■ **WHAT IS NEEDED**: The expected response consists solely of the lines from the line with "help me out — i'm trying to find the glowing" through the last line of the material below, copied exactly.

■ **RAW DATA**:
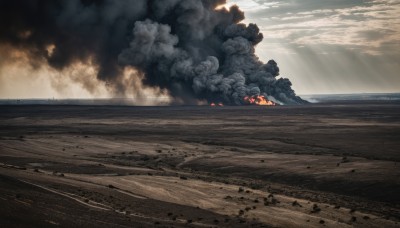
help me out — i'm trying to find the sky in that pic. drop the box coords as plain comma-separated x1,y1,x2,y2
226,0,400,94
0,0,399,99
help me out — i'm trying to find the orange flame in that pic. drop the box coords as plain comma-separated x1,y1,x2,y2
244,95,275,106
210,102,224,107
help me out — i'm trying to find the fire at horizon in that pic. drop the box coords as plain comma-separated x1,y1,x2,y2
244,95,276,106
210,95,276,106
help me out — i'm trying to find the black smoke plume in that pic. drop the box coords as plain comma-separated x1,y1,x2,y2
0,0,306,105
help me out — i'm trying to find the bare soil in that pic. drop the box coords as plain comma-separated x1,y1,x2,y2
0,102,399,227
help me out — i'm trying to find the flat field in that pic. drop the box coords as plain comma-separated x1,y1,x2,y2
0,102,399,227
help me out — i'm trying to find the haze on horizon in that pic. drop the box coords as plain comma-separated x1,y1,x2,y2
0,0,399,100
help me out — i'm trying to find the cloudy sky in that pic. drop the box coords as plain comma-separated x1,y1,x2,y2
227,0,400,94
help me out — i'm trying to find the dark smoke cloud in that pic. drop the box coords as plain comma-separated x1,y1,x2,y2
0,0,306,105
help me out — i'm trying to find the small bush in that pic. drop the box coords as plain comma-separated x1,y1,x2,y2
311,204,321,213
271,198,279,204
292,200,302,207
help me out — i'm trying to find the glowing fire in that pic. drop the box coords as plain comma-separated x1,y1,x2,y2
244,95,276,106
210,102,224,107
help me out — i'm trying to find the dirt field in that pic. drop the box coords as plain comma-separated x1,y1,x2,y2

■ **RESPONSE BOX**:
help me out — i'm trying to find the glowing fire in that pic. drop the box coords as plain comma-separated x1,y1,x2,y2
244,95,276,106
210,102,224,107
help me out — i'm trying to find the dirt field in that pic. drop the box coords as plain comma-separated x1,y1,x2,y2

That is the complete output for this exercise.